### [Source]
Friday, December 11, 2015

The Case Against Us And How We Argue

Ted Cruz was on NPR this morning. I’ve gotta say, he's one of the most evasive politicians I've heard in a long while. He kept referring vaguely to "satellite data," and saying that globe has not warmed in the past seventeen years, without ever explaining what data he was actually referencing. By the time the interview had concluded, I knew that Ted Cruz's parents were some sort of computer scientists. I knew that his dad was a teenage immigrant. I knew that he believed the climate change issue to be nothing more than a vehicle for big government to snatch control of the private sector. But in an interview to discuss climate change, I had no idea where Cruz was getting his data regarding climate change.

This is what comes up when you Google,
"Ted Cruz's Stupid Face"
So I went looking. And, from what I can find, it seems like Mr. Cruz is intentionally cherry-picking data. And he’s not even being particularly clever about it. [Btw: If anyone can point me to contrary information, I would be grateful because I couldn’t find any].

### [Records provided]
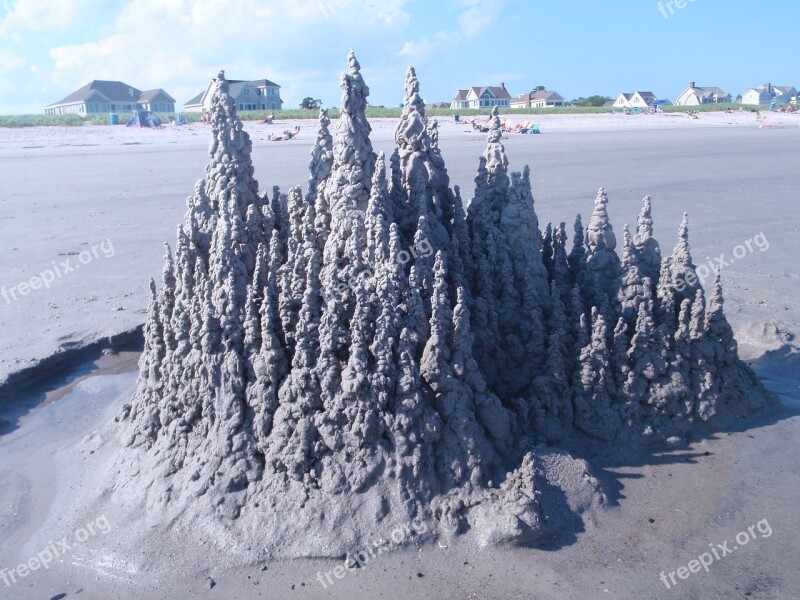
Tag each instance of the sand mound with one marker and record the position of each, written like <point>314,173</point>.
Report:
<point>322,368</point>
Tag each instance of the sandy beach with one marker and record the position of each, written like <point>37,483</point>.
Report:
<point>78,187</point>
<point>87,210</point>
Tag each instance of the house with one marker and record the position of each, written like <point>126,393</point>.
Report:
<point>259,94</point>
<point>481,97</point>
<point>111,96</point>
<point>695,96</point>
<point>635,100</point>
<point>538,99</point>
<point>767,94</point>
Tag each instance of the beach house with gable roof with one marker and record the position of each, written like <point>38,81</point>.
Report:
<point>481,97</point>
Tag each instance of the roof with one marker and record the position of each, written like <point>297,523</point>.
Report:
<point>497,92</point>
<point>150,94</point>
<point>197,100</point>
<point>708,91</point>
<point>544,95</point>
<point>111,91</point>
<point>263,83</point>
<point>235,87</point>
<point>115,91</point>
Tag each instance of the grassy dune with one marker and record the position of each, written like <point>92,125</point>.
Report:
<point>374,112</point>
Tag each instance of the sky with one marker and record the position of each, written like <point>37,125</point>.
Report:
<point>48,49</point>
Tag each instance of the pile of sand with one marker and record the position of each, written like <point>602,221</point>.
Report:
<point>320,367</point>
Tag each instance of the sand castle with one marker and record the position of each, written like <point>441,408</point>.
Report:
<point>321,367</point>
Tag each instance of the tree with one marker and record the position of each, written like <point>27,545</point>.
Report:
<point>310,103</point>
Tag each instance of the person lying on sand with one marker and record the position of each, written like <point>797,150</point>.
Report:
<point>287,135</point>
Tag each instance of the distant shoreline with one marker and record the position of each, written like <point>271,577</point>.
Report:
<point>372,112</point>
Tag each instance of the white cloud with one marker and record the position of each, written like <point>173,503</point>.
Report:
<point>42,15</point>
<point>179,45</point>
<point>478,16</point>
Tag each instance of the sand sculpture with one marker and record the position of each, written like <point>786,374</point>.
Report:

* * *

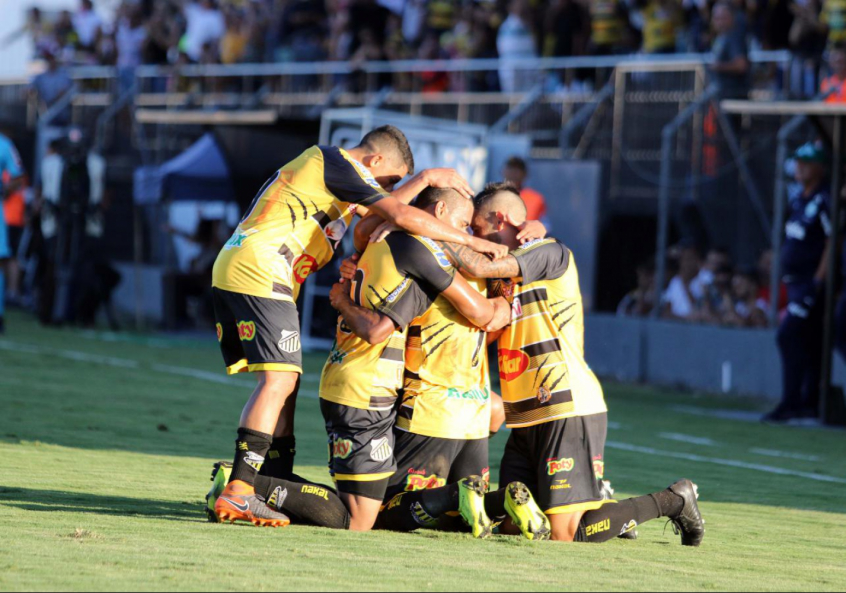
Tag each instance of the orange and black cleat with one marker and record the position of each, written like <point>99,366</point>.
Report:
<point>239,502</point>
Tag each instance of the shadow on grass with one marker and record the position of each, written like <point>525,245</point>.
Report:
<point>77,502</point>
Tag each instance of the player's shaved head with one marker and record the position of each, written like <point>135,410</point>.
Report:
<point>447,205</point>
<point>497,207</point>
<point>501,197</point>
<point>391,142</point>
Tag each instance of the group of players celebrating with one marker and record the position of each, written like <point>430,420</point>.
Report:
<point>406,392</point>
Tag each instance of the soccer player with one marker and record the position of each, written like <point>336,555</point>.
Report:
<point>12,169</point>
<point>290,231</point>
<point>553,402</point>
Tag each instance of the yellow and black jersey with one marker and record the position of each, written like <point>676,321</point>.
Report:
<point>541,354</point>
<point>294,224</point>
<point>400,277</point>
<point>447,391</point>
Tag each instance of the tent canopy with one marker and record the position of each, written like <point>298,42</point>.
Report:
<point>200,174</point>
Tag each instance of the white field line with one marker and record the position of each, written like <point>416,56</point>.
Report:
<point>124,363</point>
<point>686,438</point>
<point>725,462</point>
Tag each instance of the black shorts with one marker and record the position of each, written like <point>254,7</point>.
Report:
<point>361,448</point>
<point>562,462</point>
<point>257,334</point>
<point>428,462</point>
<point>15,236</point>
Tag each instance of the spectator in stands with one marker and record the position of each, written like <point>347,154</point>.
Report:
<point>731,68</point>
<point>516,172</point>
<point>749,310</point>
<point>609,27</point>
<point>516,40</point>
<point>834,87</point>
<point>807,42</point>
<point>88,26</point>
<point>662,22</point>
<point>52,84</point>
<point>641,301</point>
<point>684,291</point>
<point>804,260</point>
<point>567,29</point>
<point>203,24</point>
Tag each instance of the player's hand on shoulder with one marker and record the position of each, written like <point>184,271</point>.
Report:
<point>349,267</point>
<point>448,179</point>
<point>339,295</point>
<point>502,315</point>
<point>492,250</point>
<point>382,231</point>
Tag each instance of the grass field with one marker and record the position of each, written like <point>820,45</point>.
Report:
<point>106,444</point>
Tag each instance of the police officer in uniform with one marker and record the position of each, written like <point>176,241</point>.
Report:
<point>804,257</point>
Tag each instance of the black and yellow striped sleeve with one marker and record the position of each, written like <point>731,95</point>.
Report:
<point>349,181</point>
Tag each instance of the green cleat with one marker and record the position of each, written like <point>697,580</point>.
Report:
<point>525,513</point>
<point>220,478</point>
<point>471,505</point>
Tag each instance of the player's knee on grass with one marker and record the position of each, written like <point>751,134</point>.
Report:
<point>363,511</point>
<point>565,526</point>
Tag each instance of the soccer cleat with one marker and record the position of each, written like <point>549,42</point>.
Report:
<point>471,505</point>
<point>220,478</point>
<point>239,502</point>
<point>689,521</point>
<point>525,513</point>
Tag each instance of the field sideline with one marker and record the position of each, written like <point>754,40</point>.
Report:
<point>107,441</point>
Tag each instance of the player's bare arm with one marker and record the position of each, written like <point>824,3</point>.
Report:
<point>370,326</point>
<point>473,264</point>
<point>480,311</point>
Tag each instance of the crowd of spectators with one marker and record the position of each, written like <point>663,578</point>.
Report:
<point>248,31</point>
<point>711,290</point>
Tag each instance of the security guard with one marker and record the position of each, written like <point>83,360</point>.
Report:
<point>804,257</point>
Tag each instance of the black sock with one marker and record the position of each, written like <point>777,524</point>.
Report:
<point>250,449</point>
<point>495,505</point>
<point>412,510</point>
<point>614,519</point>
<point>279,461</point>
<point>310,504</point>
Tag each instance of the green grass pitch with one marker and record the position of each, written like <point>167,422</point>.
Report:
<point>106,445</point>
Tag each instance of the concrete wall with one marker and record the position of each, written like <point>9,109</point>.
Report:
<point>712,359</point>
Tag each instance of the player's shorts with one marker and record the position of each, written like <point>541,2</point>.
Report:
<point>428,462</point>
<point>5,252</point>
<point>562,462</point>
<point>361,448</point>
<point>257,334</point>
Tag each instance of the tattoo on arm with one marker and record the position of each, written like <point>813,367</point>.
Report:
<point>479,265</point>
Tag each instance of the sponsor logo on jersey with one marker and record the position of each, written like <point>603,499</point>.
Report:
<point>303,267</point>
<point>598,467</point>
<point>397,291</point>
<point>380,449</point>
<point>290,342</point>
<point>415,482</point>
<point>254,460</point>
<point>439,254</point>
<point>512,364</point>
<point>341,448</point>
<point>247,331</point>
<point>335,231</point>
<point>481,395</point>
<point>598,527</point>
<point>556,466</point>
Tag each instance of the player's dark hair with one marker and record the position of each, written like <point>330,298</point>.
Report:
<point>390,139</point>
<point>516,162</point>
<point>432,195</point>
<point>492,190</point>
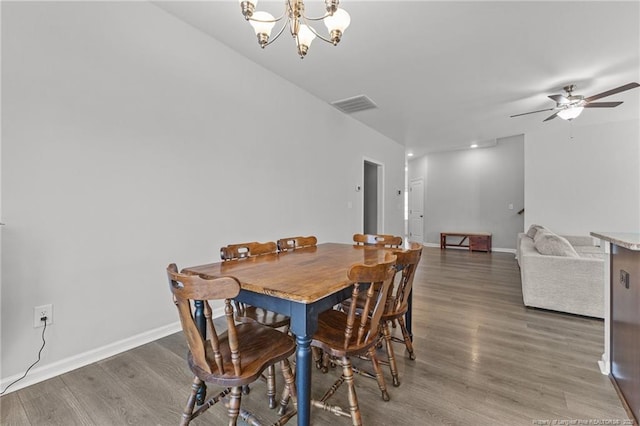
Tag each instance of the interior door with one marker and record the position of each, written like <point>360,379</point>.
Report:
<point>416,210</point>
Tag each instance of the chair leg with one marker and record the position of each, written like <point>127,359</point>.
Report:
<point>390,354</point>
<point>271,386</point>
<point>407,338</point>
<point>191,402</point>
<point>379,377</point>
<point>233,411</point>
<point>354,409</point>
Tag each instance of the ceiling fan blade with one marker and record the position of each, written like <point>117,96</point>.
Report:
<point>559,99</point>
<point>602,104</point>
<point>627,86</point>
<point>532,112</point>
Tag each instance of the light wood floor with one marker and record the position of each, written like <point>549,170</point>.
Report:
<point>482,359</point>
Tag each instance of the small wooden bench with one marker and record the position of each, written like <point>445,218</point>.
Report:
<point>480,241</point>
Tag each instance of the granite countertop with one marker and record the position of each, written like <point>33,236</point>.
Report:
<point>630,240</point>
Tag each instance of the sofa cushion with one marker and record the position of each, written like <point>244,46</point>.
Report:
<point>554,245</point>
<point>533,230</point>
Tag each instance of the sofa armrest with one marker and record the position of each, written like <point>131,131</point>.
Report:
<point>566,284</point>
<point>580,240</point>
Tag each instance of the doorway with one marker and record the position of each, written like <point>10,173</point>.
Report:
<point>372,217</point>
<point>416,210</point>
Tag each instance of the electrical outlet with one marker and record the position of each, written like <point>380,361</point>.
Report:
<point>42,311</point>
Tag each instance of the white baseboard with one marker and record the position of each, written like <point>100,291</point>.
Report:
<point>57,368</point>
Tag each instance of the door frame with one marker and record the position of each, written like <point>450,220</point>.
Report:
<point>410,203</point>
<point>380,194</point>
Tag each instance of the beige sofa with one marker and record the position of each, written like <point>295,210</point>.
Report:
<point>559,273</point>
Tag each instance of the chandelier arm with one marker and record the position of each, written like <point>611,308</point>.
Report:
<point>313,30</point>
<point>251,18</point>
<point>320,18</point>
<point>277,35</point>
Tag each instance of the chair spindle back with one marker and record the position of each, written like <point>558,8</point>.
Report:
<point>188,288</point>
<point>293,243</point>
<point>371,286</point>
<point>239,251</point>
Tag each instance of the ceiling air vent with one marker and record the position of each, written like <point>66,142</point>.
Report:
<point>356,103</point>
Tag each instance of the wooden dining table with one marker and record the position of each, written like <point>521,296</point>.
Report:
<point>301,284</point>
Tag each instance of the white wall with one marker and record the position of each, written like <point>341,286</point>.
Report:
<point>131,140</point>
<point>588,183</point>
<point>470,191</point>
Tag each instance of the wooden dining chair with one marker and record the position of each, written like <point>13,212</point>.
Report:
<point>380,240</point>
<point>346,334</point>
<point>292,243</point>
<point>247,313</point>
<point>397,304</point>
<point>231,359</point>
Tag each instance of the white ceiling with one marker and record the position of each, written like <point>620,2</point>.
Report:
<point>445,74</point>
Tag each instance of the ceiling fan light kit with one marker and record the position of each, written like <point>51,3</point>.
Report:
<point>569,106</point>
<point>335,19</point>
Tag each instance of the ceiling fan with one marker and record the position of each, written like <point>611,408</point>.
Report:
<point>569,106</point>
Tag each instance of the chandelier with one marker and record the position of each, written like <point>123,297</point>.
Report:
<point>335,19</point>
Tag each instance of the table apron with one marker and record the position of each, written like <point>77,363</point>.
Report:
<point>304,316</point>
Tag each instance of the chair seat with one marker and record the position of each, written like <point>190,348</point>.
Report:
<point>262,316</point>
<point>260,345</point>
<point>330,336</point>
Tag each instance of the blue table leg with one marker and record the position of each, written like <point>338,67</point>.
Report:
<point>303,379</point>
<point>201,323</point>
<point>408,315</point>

==

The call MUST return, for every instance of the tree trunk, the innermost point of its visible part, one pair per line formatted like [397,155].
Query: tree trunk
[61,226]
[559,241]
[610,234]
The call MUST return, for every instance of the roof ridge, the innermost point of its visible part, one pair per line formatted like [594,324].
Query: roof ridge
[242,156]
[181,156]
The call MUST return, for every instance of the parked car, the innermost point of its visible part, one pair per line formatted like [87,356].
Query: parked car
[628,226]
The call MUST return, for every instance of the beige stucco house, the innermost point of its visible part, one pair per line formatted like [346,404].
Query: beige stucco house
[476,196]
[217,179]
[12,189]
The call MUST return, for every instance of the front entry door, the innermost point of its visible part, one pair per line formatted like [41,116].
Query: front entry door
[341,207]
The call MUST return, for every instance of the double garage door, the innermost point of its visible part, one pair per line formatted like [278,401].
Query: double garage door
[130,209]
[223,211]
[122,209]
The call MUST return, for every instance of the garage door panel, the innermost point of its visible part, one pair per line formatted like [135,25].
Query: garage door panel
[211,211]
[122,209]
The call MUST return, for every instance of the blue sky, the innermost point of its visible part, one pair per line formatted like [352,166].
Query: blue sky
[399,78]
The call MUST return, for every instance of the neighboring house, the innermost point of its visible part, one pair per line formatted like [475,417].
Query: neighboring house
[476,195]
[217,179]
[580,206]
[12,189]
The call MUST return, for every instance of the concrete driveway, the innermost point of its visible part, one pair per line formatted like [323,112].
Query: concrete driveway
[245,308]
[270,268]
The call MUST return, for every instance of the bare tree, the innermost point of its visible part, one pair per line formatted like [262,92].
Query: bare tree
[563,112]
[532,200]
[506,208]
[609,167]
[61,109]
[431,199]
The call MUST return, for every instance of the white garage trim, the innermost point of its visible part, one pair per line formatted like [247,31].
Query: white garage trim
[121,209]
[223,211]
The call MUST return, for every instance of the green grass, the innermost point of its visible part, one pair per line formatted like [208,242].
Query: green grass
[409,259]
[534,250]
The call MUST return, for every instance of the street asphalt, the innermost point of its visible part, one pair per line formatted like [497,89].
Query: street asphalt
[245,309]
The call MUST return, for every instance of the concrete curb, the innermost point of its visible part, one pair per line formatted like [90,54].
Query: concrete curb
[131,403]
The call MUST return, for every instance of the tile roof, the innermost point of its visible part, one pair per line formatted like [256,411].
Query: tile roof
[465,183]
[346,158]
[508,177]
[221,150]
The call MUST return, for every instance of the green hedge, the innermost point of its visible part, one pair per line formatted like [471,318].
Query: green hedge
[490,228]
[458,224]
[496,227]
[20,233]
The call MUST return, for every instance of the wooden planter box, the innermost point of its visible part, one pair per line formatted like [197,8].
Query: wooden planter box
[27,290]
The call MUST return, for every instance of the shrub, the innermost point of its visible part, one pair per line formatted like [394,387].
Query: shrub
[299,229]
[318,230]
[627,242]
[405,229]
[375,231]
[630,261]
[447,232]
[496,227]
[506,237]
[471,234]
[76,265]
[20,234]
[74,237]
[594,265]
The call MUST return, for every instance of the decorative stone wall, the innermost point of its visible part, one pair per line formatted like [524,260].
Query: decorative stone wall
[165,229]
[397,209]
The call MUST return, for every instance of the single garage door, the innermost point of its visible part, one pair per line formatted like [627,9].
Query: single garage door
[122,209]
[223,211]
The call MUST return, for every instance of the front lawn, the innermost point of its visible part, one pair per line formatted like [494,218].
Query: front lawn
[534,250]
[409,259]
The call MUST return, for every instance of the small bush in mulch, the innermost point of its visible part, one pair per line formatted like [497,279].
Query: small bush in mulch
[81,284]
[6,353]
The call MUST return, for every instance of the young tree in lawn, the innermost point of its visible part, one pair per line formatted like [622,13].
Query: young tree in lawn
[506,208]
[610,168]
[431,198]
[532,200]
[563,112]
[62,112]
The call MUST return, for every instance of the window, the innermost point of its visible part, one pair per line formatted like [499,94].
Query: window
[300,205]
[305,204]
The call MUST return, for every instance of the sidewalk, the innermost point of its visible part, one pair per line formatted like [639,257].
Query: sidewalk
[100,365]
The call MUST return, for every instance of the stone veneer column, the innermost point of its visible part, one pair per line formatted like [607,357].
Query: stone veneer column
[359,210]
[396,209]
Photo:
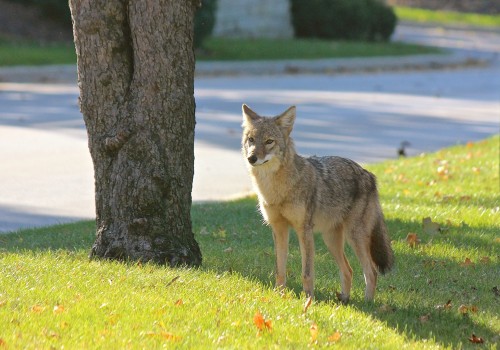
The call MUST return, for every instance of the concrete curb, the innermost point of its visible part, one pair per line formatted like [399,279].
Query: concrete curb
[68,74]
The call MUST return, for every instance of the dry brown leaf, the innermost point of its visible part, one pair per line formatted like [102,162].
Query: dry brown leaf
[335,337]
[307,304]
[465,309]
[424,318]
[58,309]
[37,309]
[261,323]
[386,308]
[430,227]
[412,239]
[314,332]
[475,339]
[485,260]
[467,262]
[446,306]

### [Written task A]
Please write out the stretch of the Ted Cruz climate post from "Ted Cruz was" through "regarding climate change.".
### [Written task B]
Extend the Ted Cruz climate post beyond its last sentence.
The records were drawn from a separate source.

### [Exercise response A]
Ted Cruz was on NPR this morning. I’ve gotta say, he's one of the most evasive politicians I've heard in a long while. He kept referring vaguely to "satellite data," and saying that globe has not warmed in the past seventeen years, without ever explaining what data he was actually referencing. By the time the interview had concluded, I knew that Ted Cruz's parents were some sort of computer scientists. I knew that his dad was a teenage immigrant. I knew that he believed the climate change issue to be nothing more than a vehicle for big government to snatch control of the private sector. But in an interview to discuss climate change, I had no idea where Cruz was getting his data regarding climate change.

### [Exercise response B]
For those who don’t want to read the linked article, 1998 was an extraordinarily warm year due to a large global El-Nino-Southern Oscillation event—basically a strange fluke which caused the global temperature to drastically spike way more than it otherwise would have.

Cruz starts his calculations from 1998. So when he says, “the globe hasn’t warmed in 17 years,” he starts from a bogus, biased position and ignoring data from any previous decade.

This would be like if I started calculating my GPA in my sophomore year so that my F in freshman year algebra wouldn’t count.

How is he getting away with this?
It’s because he has a pretty compelling point about the way climate change is discussed. Cruz points out that anyone who doesn’t ascribe to the consensus opinion about climate change is labeled as a climate change “denier.” He correctly identifies this as religious language. If you don’t believe in climate change, you’re a heretic. But, as he pointed out, that’s not how the scientific method works. People should be constantly challenging and testing the established scientific consensus.

And in a perverse way, Mr. Cruz is absolutely right. The way we discuss climate change--which is the same way we discuss most any political topic-- is in terms of religious zealotry. Whether its climate change, abortion, the death penalty, race-relations, terrorism, or anything else. We discuss these things in terms of beliefs and feelings, not facts and data.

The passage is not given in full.